LISTING »

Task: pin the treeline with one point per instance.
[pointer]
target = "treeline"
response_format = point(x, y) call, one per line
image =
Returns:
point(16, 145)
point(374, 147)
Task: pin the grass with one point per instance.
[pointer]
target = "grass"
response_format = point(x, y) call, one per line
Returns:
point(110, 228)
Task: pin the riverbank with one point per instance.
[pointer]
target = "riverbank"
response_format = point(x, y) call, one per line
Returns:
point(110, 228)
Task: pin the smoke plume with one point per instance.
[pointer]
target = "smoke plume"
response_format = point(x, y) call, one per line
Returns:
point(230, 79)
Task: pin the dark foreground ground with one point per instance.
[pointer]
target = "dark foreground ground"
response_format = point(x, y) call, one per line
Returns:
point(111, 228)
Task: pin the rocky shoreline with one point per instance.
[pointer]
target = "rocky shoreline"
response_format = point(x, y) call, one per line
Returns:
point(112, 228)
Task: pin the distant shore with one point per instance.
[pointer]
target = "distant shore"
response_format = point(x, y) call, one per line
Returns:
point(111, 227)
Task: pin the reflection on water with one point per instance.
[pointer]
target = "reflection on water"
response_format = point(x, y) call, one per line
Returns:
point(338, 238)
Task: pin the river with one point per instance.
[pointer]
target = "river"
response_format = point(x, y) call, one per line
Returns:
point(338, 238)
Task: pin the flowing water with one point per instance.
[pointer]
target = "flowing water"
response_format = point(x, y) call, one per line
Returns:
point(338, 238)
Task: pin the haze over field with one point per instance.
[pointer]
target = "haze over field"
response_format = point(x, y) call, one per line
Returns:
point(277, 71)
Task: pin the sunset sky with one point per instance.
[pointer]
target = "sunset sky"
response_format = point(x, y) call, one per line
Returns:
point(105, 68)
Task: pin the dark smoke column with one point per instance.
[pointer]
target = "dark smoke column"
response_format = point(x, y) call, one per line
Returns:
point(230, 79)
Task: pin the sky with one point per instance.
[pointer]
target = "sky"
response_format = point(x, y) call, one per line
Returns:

GOAL » Could you copy the entries above word for word, starting at the line with "Task: pin the rocky" and continuing through the end of the entries?

EXERCISE OUTPUT »
Task: pin the rocky shoreline with one point per instance.
[pointer]
target = "rocky shoreline"
response_format = point(x, y) call, one per line
Returns:
point(112, 228)
Task: pin the distant shore with one point per instance.
[pointer]
target = "distant shore"
response_format = point(x, y) call, one per line
Returns:
point(111, 227)
Task: pin the reflection on water with one point per instance.
[pointer]
target = "reflection on water"
response_format = point(x, y) call, one per line
Returns:
point(338, 238)
Task: pin the river with one point per instance.
[pointer]
target = "river"
response_format = point(x, y) call, one per line
Returns:
point(338, 238)
Task: pin the flowing water with one point per instance.
[pointer]
target = "flowing water"
response_format = point(x, y) call, one per line
Returns:
point(338, 238)
Task: pin the haze over field with one point per instance.
[pointer]
target = "haze over field"
response_format = point(x, y) call, one per line
Returns:
point(277, 71)
Task: pin the sunset sky with one point per instance.
[pointer]
target = "sunset sky"
response_format = point(x, y) call, one per line
Returns:
point(105, 68)
Task: pin the dark smoke column with one point per instance.
[pointer]
target = "dark smoke column"
response_format = point(x, y) call, one per line
Returns:
point(230, 79)
Task: pin the sky with one point per instance.
[pointer]
target = "sky"
response_format = point(x, y) call, one per line
Returns:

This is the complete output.